* [TO DO] Will you quote only the lines starting at the one that contains "If you could mark the man's hand" and ending with the last line of the listing below, inclusive?

* [PROVIDED DATA]
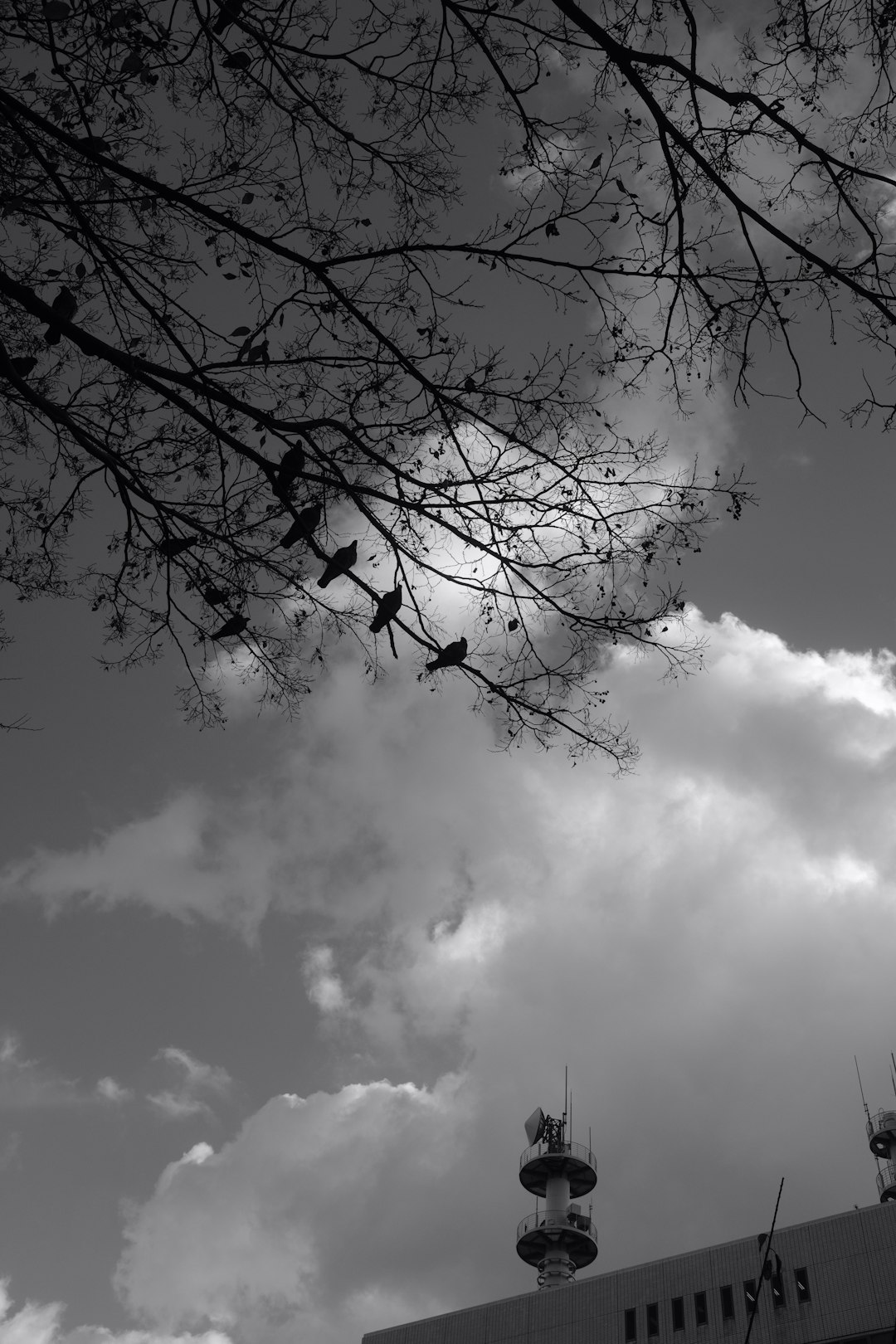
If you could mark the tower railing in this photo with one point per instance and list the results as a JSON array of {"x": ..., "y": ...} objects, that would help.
[
  {"x": 557, "y": 1218},
  {"x": 577, "y": 1151},
  {"x": 885, "y": 1177},
  {"x": 874, "y": 1124}
]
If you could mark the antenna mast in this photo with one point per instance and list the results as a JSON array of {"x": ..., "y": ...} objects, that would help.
[
  {"x": 861, "y": 1090},
  {"x": 557, "y": 1239},
  {"x": 881, "y": 1140}
]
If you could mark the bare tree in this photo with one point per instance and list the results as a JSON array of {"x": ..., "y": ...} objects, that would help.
[{"x": 246, "y": 266}]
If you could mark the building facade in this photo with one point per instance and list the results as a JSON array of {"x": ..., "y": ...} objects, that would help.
[{"x": 833, "y": 1283}]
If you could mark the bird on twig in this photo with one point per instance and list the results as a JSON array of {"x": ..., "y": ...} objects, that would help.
[
  {"x": 65, "y": 305},
  {"x": 229, "y": 11},
  {"x": 236, "y": 626},
  {"x": 450, "y": 656},
  {"x": 387, "y": 606},
  {"x": 304, "y": 526},
  {"x": 173, "y": 546},
  {"x": 292, "y": 465},
  {"x": 338, "y": 563}
]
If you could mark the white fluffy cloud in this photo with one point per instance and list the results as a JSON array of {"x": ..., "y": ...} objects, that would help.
[
  {"x": 299, "y": 1227},
  {"x": 705, "y": 944},
  {"x": 38, "y": 1322}
]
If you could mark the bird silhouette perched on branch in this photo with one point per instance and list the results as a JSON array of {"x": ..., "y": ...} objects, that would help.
[
  {"x": 338, "y": 563},
  {"x": 292, "y": 465},
  {"x": 236, "y": 626},
  {"x": 65, "y": 305},
  {"x": 386, "y": 608},
  {"x": 304, "y": 526},
  {"x": 229, "y": 11},
  {"x": 451, "y": 656}
]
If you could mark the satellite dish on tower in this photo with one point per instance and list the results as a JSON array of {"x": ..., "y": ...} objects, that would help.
[{"x": 535, "y": 1127}]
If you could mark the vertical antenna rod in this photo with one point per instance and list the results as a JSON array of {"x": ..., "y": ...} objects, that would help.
[
  {"x": 861, "y": 1090},
  {"x": 762, "y": 1273}
]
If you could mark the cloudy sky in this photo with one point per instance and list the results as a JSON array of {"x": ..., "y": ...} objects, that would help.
[{"x": 275, "y": 1001}]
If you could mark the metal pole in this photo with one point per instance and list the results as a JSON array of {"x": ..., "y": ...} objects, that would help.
[{"x": 755, "y": 1311}]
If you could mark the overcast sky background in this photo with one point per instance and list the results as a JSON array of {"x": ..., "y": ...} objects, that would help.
[{"x": 275, "y": 1001}]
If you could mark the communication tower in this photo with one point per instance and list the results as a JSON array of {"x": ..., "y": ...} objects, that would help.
[
  {"x": 881, "y": 1140},
  {"x": 558, "y": 1238}
]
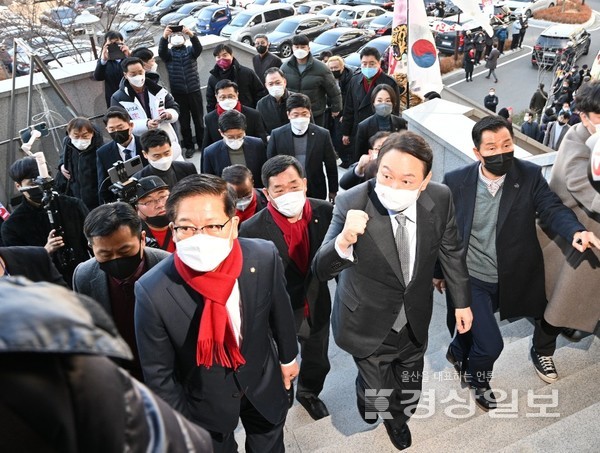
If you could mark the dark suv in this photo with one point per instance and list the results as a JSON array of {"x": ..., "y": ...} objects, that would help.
[{"x": 558, "y": 41}]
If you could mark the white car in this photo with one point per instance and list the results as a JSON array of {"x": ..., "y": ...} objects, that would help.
[{"x": 528, "y": 7}]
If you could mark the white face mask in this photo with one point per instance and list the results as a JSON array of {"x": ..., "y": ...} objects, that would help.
[
  {"x": 235, "y": 143},
  {"x": 81, "y": 144},
  {"x": 290, "y": 204},
  {"x": 396, "y": 199},
  {"x": 228, "y": 104},
  {"x": 299, "y": 125},
  {"x": 203, "y": 252},
  {"x": 137, "y": 81},
  {"x": 243, "y": 203},
  {"x": 276, "y": 91},
  {"x": 300, "y": 54},
  {"x": 162, "y": 164}
]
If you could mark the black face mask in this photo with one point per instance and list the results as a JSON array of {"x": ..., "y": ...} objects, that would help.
[
  {"x": 122, "y": 268},
  {"x": 120, "y": 136},
  {"x": 159, "y": 221},
  {"x": 498, "y": 164}
]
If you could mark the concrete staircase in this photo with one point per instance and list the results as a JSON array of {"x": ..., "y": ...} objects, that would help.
[{"x": 447, "y": 418}]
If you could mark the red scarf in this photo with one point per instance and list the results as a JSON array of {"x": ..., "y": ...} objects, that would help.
[
  {"x": 249, "y": 211},
  {"x": 216, "y": 340},
  {"x": 237, "y": 107}
]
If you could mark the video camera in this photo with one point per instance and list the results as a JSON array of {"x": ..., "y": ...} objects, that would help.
[{"x": 124, "y": 186}]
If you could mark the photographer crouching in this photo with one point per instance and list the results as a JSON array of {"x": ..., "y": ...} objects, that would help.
[{"x": 29, "y": 223}]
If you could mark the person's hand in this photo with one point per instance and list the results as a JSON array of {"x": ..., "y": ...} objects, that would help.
[
  {"x": 583, "y": 240},
  {"x": 362, "y": 164},
  {"x": 289, "y": 373},
  {"x": 464, "y": 319},
  {"x": 65, "y": 172},
  {"x": 152, "y": 124},
  {"x": 439, "y": 284},
  {"x": 54, "y": 242},
  {"x": 356, "y": 223}
]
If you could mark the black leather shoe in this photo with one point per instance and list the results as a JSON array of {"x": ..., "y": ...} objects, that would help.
[
  {"x": 485, "y": 398},
  {"x": 314, "y": 406},
  {"x": 400, "y": 436},
  {"x": 360, "y": 404}
]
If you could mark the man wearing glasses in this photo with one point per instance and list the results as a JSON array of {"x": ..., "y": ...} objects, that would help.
[
  {"x": 152, "y": 196},
  {"x": 214, "y": 324}
]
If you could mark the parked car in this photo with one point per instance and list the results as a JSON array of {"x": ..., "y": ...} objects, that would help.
[
  {"x": 558, "y": 41},
  {"x": 212, "y": 19},
  {"x": 280, "y": 40},
  {"x": 339, "y": 41},
  {"x": 247, "y": 24},
  {"x": 359, "y": 16},
  {"x": 184, "y": 11},
  {"x": 528, "y": 7},
  {"x": 381, "y": 25},
  {"x": 381, "y": 44}
]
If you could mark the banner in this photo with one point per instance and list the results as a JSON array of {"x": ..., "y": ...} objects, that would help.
[{"x": 413, "y": 48}]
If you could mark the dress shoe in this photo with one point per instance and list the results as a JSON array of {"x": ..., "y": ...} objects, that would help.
[
  {"x": 485, "y": 398},
  {"x": 574, "y": 335},
  {"x": 400, "y": 436},
  {"x": 314, "y": 406},
  {"x": 360, "y": 404}
]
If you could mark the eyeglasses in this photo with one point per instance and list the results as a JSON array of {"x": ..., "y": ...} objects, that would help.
[
  {"x": 154, "y": 203},
  {"x": 188, "y": 231}
]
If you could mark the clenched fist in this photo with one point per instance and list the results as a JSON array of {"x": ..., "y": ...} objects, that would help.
[{"x": 356, "y": 222}]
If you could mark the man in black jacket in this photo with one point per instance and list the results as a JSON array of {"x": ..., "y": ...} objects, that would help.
[
  {"x": 250, "y": 87},
  {"x": 184, "y": 80}
]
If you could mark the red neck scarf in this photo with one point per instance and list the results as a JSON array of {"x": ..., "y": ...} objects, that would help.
[
  {"x": 249, "y": 211},
  {"x": 216, "y": 340},
  {"x": 295, "y": 235},
  {"x": 237, "y": 107}
]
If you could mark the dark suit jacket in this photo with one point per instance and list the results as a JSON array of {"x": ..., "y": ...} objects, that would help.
[
  {"x": 31, "y": 262},
  {"x": 319, "y": 151},
  {"x": 106, "y": 156},
  {"x": 263, "y": 226},
  {"x": 520, "y": 263},
  {"x": 216, "y": 157},
  {"x": 370, "y": 291},
  {"x": 181, "y": 169},
  {"x": 167, "y": 317},
  {"x": 255, "y": 126},
  {"x": 369, "y": 127}
]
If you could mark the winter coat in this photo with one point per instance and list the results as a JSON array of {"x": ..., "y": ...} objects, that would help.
[
  {"x": 317, "y": 82},
  {"x": 182, "y": 65}
]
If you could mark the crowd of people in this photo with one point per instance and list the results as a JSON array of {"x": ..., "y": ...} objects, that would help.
[{"x": 211, "y": 287}]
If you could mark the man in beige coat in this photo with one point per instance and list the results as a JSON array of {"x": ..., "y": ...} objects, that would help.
[{"x": 573, "y": 278}]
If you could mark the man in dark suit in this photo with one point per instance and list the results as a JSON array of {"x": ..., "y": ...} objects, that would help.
[
  {"x": 31, "y": 262},
  {"x": 383, "y": 243},
  {"x": 214, "y": 324},
  {"x": 310, "y": 144},
  {"x": 115, "y": 234},
  {"x": 297, "y": 226},
  {"x": 498, "y": 199},
  {"x": 227, "y": 95},
  {"x": 124, "y": 146},
  {"x": 156, "y": 147},
  {"x": 235, "y": 147}
]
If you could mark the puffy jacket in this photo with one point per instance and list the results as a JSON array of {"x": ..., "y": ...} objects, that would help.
[
  {"x": 82, "y": 166},
  {"x": 250, "y": 87},
  {"x": 182, "y": 65},
  {"x": 317, "y": 82}
]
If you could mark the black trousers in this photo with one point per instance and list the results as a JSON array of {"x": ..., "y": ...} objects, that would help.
[
  {"x": 190, "y": 109},
  {"x": 261, "y": 435},
  {"x": 396, "y": 366}
]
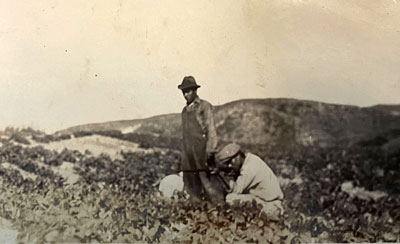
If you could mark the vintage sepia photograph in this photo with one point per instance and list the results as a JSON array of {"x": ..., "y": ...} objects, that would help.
[{"x": 248, "y": 121}]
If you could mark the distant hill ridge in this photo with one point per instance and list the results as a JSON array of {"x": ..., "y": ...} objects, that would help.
[{"x": 274, "y": 122}]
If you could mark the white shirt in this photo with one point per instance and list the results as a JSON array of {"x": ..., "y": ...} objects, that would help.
[{"x": 256, "y": 178}]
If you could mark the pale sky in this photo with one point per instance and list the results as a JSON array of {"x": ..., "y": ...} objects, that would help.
[{"x": 65, "y": 63}]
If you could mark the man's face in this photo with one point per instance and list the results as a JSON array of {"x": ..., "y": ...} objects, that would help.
[{"x": 190, "y": 95}]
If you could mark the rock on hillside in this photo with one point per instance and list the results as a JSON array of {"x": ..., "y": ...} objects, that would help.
[{"x": 273, "y": 122}]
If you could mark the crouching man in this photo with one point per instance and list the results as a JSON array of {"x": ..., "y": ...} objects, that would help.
[{"x": 254, "y": 179}]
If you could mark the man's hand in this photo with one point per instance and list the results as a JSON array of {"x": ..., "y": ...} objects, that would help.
[{"x": 231, "y": 185}]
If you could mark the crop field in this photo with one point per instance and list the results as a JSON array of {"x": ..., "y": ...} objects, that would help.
[{"x": 77, "y": 196}]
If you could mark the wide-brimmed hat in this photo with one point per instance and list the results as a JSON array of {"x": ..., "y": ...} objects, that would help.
[
  {"x": 188, "y": 83},
  {"x": 227, "y": 153}
]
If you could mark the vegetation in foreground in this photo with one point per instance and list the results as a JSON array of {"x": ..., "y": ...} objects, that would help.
[{"x": 116, "y": 200}]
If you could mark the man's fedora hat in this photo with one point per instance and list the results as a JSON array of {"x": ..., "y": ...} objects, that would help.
[
  {"x": 227, "y": 153},
  {"x": 188, "y": 83}
]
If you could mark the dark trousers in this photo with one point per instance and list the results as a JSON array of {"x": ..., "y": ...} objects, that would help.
[{"x": 201, "y": 185}]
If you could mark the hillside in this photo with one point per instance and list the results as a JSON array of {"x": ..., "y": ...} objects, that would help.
[{"x": 275, "y": 122}]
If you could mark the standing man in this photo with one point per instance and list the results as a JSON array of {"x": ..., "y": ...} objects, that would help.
[{"x": 199, "y": 145}]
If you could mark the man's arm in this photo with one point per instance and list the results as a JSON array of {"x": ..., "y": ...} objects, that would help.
[{"x": 212, "y": 139}]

* [TASK OUTPUT]
If you could mark the man's hand in this photo with one point per instance and list the results as a JSON array of {"x": ..., "y": ...} objects, that would help.
[{"x": 231, "y": 185}]
If you could mark the crop field in this photo with one point per instance and list the results as a JSON array of {"x": ..., "y": ...} objects, that would help.
[{"x": 77, "y": 196}]
If you could mark the wide-brimmed hat in this photo with one point per instance and list the results as a JSON array of {"x": ..., "y": ...} objects, that would help.
[
  {"x": 188, "y": 83},
  {"x": 227, "y": 153}
]
If you could mark the vegetation in foreground in this photo with one point per instance and list the results as a JSON array of {"x": ..., "y": ...} objects, that would help.
[{"x": 116, "y": 200}]
If you could mark the man's fedora hat in this photo with one point per instance and list the results as a JSON array of {"x": ..., "y": ...} objects, that would help.
[
  {"x": 227, "y": 153},
  {"x": 188, "y": 83}
]
If you could mark the dark trousers in this photo with one point per instance and list the results as a JSON array of {"x": ..., "y": ...} objects, that would help.
[{"x": 201, "y": 185}]
If you could mark the hillside in this photo with one point per instance and list the results as a JSON array of {"x": ..., "y": ...} objects, that would help.
[{"x": 275, "y": 122}]
If you could mark the standing man in this photo with one point per instance and list the results as a JSON array of {"x": ..., "y": ...} objects, that would help.
[{"x": 199, "y": 145}]
If you could mark the man's arm in this photo with one point per instance and list the results as a JSON array of {"x": ..., "y": ...} objects, that would help.
[{"x": 212, "y": 139}]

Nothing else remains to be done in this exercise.